:: Stated goal ::
Please rewrite the data below as a numbered list, one line per item, leaving out blank lines and any pictures.

:: Excerpted records ::
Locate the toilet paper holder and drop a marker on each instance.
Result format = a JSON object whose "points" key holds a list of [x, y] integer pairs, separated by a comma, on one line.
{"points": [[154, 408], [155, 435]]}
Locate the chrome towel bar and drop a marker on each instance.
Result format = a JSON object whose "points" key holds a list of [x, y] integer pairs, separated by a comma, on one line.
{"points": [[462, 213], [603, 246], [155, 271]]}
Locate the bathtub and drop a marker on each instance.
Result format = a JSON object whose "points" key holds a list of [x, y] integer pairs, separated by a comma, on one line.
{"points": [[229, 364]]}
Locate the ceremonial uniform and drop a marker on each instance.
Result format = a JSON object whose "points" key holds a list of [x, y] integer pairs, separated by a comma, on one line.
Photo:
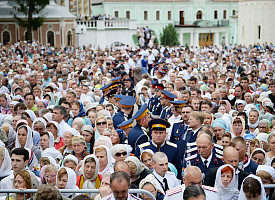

:: The reply ::
1. Locate the toilet paper holder and drop a marker on each instance.
2. Result format = a JSON object whose "points" key holds a list of [x, y] integer pairs, separated by a comma, on one line.
3. {"points": [[154, 408], [155, 435]]}
4. Locate the chrome towel bar and drop a marker on each instance.
5. Result format = a JSON object whose "points" key holds a list of [x, y] integer pairs, separated by a comma, on one line.
6. {"points": [[462, 213], [603, 246], [155, 271]]}
7. Locate the bathtub and drop a marker on each instance.
8. Result format = a JSON object whose "points" key holds a list of [x, y] integer pairs, separated by a comma, on one line.
9. {"points": [[229, 364]]}
10. Locate the ceremonial uniform and drop a marker on each instance.
11. Result format = a JSON object whose "points" key holds a list of [x, y] integer pairs, separated by a comma, on one line.
12. Photo:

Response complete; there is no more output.